The data below must be copied in full and without any change.
──────
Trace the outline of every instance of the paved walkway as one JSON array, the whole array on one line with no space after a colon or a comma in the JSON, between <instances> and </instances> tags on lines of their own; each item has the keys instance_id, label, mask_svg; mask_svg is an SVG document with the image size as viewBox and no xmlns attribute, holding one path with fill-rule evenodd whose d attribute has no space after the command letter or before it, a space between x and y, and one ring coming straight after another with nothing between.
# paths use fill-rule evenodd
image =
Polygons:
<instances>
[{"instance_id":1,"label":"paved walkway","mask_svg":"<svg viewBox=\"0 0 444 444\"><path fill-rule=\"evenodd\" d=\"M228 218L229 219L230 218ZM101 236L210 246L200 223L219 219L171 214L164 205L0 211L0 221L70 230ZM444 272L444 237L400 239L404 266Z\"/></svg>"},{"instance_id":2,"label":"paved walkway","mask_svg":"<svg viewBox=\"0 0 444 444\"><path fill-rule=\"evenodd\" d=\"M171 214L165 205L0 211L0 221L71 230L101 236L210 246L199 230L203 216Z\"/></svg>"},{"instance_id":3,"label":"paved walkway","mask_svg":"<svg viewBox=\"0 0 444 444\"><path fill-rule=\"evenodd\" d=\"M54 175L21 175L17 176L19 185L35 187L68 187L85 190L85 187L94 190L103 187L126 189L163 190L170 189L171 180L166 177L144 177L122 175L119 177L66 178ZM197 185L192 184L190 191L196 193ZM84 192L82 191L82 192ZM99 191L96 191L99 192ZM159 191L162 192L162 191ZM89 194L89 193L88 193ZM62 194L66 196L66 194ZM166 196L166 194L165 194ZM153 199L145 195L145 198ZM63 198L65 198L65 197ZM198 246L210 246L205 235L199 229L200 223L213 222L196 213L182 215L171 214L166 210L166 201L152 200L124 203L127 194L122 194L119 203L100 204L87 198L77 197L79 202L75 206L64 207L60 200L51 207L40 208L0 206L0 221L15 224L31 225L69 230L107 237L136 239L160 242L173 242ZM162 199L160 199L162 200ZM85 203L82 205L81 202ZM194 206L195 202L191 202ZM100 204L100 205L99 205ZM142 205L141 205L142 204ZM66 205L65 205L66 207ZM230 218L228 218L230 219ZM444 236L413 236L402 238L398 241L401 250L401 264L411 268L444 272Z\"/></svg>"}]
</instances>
──────
- [SOLVED PROBLEM]
Trace the outline of every instance of the paved walkway as one JSON array, the whole array on one line with no space after a colon or a comma in the JSON, between <instances> and </instances> tags on lines of their own; each item has the keys instance_id, label, mask_svg; mask_svg is an SVG document with the image size as viewBox and no xmlns attribute, holding one path with fill-rule evenodd whose d attribute has no space after the command letter or before it, a space between x and y, and one ring coming straight after another with nothing between.
# paths use fill-rule evenodd
image =
Polygons:
<instances>
[{"instance_id":1,"label":"paved walkway","mask_svg":"<svg viewBox=\"0 0 444 444\"><path fill-rule=\"evenodd\" d=\"M228 218L229 219L230 218ZM101 236L210 246L200 223L219 219L171 214L164 205L0 211L0 221L70 230ZM444 272L444 237L400 239L404 266Z\"/></svg>"},{"instance_id":2,"label":"paved walkway","mask_svg":"<svg viewBox=\"0 0 444 444\"><path fill-rule=\"evenodd\" d=\"M171 214L165 205L0 211L0 221L71 230L101 236L210 246L199 230L203 216Z\"/></svg>"},{"instance_id":3,"label":"paved walkway","mask_svg":"<svg viewBox=\"0 0 444 444\"><path fill-rule=\"evenodd\" d=\"M54 175L21 175L17 176L19 185L35 187L68 187L85 190L85 187L94 190L103 187L126 189L163 190L170 189L171 180L166 177L144 177L122 175L119 177L66 178ZM197 185L192 184L190 191L196 193ZM84 192L82 191L82 192ZM99 191L96 191L99 192ZM159 191L162 192L162 191ZM89 194L89 193L88 193ZM62 194L66 196L66 194ZM166 196L166 194L165 194ZM153 199L145 195L145 198ZM63 198L65 198L65 197ZM198 246L210 246L205 235L199 229L200 223L213 222L196 213L182 215L171 214L166 210L166 201L152 200L124 203L127 194L122 194L119 203L100 204L87 198L77 197L79 202L75 206L64 207L60 200L51 207L40 208L0 206L0 221L15 224L31 225L69 230L107 237L136 239L160 242L173 242ZM162 199L160 199L162 200ZM85 203L82 205L81 202ZM194 206L195 202L191 202ZM100 204L100 205L99 205ZM142 205L141 205L142 204ZM66 205L65 205L66 207ZM230 218L228 218L230 219ZM444 236L413 236L402 238L398 241L401 250L401 264L411 268L444 272Z\"/></svg>"}]
</instances>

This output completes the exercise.